◆ **SOURCE**
<<<<
Pigging out on an elaborate Mardi Gras float. (Carol M. Highsmith)

Next Tuesday, New Orleans, Louisiana, will officially shut down for the day.  It has nothing to do with a budget crisis or, let us hope, any sort of calamity.  The occasion is a street party, the biggest in America and one that happens every year.

It isn't just float riders who display alter egos on Mardi Gras.  So do thousands of onlookers. (Infrogmation, Flickr Creative Commons)

It isn't just float riders who display alter egos on Mardi Gras. So do thousands of onlookers. (Infrogmation, Flickr Creative Commons)

It’s Mardi Gras — “Fat Tuesday,” translated from the French — a day of wild celebration and excess before Ash Wednesday and the start of the solemn Christian Lenten season that leads up to Easter.  “Take your burdens to the Mardi Gras/ Let the music wash your soul,” wrote songwriter Paul Simon.  All of the day’s revelry and make-believe are one reason New Orleans calls itself “The Big Easy” and “The City that Care Forgot.”

Fat Tuesday is the culmination of Carnival season, in which parades and festive costume balls take place in the midst of normal life — if there is such a thing in the Crescent City (named for a big bend in the wide Mississippi River that courses through town).

Fact is, there are more parades and festivals in New Orleans than there are days in the year.  At least there used to be, before the city lost about a third of its population to death and departures in catastrophic Hurricane Katrina [1] in 2005.

This could be your attorney and your physician in disguise. (Carol M. Highsmith)

This could be your attorney and your physician in disguise. (Carol M. Highsmith)

Come next Tuesday, forget about getting any work done.  Banks, post offices, courts, and every city department save for police and fire will be shut tight.  So will be most businesses, unless they’re selling po-boy and muffaletta sandwiches, cooking up red beans and rice, or hawking Mardi Gras souvenirs to the tourists.

All day and into the night, the city’s old, oak-lined streets will be jammed with revelers, including hundreds of thousands of long-distance tourists as well as out-of-towners from the Gulf Coast region.  Along the St. Charles Avenue parade route Uptown, families will have staked out blanket and cookout space on the “neutral ground” where New Orleans’s classic streetcars usually run.

During my five-year stay in New Orleans in the 1980s when my family lived on Napoleon Avenue, which crosses St. Charles and is also on the parade route, I remember rising early to claim space for our sturdy ladder, upon which I had built a wide wooden seat.

Crowds go berserk for the day's first parade, staged by the black "Zulu" organization.  (Carol M. Highsmith)
>>>>
◆ **SET EXERCISE 1**
Present the listing as a Markdown table with the columns Row and Listing line, from the first line of the listing up to and including the line with "point(183, 272)". Leave out blank lines and the pictures.

◆ **SOURCE RECORDS**
<<<<
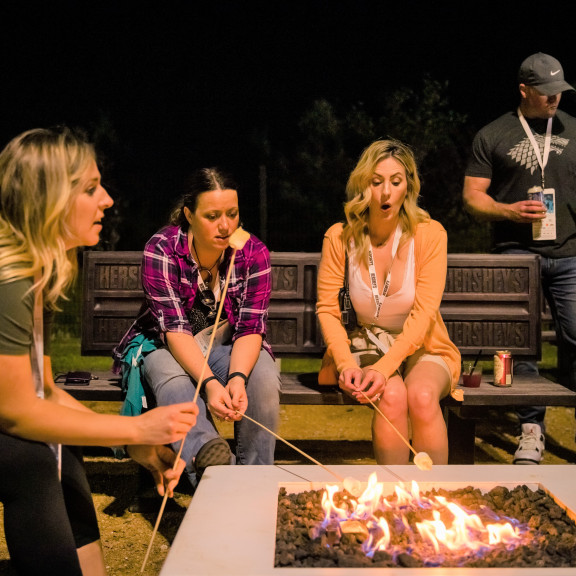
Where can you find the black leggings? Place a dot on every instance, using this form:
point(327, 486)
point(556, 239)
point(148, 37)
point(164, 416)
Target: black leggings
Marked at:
point(45, 520)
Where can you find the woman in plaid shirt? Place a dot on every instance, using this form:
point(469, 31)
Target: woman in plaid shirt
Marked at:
point(183, 272)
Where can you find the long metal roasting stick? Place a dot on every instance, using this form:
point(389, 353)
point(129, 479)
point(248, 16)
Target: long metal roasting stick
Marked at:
point(293, 447)
point(308, 455)
point(199, 383)
point(389, 423)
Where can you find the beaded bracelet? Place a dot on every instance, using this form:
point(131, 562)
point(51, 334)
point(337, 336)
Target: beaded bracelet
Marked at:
point(209, 379)
point(240, 375)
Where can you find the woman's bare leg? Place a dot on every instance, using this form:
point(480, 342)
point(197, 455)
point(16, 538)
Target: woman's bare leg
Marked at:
point(388, 447)
point(92, 559)
point(426, 384)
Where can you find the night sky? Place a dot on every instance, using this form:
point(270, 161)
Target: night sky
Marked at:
point(185, 84)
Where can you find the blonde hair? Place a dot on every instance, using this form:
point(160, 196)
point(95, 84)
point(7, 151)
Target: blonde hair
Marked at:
point(39, 172)
point(359, 194)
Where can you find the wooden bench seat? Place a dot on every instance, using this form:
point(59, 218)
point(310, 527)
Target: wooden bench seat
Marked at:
point(491, 302)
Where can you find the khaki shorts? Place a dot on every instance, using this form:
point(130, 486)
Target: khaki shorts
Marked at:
point(367, 353)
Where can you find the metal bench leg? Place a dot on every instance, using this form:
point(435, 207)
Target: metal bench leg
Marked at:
point(461, 437)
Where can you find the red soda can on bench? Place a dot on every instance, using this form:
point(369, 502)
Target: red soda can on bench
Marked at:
point(503, 366)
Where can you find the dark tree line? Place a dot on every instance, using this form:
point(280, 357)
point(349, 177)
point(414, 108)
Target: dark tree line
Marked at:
point(299, 177)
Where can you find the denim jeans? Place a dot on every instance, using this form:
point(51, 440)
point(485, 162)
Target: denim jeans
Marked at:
point(170, 384)
point(559, 286)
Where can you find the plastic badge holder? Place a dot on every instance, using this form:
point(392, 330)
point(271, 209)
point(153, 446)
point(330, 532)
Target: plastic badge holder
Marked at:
point(77, 378)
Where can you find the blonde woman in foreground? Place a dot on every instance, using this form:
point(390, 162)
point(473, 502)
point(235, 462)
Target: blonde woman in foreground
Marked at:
point(51, 202)
point(398, 354)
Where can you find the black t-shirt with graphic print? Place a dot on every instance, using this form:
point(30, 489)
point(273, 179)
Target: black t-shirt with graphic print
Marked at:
point(502, 152)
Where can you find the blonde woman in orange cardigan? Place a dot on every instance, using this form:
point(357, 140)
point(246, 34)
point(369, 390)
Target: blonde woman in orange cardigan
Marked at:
point(398, 354)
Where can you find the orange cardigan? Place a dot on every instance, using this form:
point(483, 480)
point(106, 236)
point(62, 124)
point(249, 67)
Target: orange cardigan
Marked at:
point(424, 327)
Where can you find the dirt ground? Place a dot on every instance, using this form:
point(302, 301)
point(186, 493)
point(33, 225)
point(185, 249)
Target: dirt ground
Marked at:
point(338, 435)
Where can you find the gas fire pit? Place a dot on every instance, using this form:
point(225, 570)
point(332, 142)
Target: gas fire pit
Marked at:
point(230, 527)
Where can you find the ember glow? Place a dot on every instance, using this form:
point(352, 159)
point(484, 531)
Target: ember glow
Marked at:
point(409, 520)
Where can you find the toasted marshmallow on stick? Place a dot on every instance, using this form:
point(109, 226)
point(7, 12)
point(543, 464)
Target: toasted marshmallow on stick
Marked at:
point(238, 238)
point(353, 486)
point(423, 461)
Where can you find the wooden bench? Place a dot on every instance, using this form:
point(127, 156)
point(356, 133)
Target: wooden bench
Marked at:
point(490, 303)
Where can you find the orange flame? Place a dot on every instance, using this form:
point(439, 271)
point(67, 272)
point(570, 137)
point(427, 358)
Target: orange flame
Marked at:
point(450, 529)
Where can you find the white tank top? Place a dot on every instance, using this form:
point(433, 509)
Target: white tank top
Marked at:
point(395, 307)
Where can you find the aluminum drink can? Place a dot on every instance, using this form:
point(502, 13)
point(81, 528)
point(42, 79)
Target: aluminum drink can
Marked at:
point(503, 365)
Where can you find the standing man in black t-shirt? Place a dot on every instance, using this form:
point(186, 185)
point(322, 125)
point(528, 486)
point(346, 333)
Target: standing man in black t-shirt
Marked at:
point(521, 175)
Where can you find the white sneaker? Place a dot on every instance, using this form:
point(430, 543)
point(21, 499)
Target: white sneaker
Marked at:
point(531, 446)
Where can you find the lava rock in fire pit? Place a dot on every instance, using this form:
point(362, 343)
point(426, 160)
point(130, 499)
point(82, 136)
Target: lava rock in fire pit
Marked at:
point(548, 534)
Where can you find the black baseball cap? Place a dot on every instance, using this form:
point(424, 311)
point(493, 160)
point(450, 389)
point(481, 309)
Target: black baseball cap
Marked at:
point(544, 73)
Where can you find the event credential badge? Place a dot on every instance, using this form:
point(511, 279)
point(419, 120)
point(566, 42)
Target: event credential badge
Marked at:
point(546, 229)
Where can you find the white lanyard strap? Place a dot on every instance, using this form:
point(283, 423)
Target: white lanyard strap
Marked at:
point(37, 351)
point(379, 299)
point(542, 159)
point(202, 286)
point(37, 358)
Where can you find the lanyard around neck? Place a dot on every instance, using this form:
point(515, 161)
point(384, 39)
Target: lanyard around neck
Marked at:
point(379, 298)
point(542, 160)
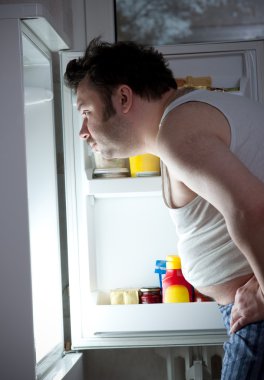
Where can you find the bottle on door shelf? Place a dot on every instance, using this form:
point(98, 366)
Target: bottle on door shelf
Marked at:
point(174, 286)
>>>>
◆ **SET EXERCISE 2**
Copy the passage of the Mardi Gras text from "It’s Mardi Gras" up to and including "courses through town).".

◆ **PROBLEM SOLUTION 1**
| Row | Listing line |
|---|---|
| 1 | Where can you find the black leggings? Place a dot on every instance, using this form: |
| 2 | point(327, 486) |
| 3 | point(556, 239) |
| 4 | point(148, 37) |
| 5 | point(164, 416) |
| 6 | Target: black leggings |
| 7 | Marked at: |
| 8 | point(45, 520) |
| 9 | Where can you find the woman in plaid shirt? Place a dot on every instance, using this form: |
| 10 | point(469, 31) |
| 11 | Target: woman in plaid shirt |
| 12 | Marked at: |
| 13 | point(183, 272) |

◆ **PROBLEM SOLUTION 2**
It’s Mardi Gras — “Fat Tuesday,” translated from the French — a day of wild celebration and excess before Ash Wednesday and the start of the solemn Christian Lenten season that leads up to Easter.  “Take your burdens to the Mardi Gras/ Let the music wash your soul,” wrote songwriter Paul Simon.  All of the day’s revelry and make-believe are one reason New Orleans calls itself “The Big Easy” and “The City that Care Forgot.”

Fat Tuesday is the culmination of Carnival season, in which parades and festive costume balls take place in the midst of normal life — if there is such a thing in the Crescent City (named for a big bend in the wide Mississippi River that courses through town).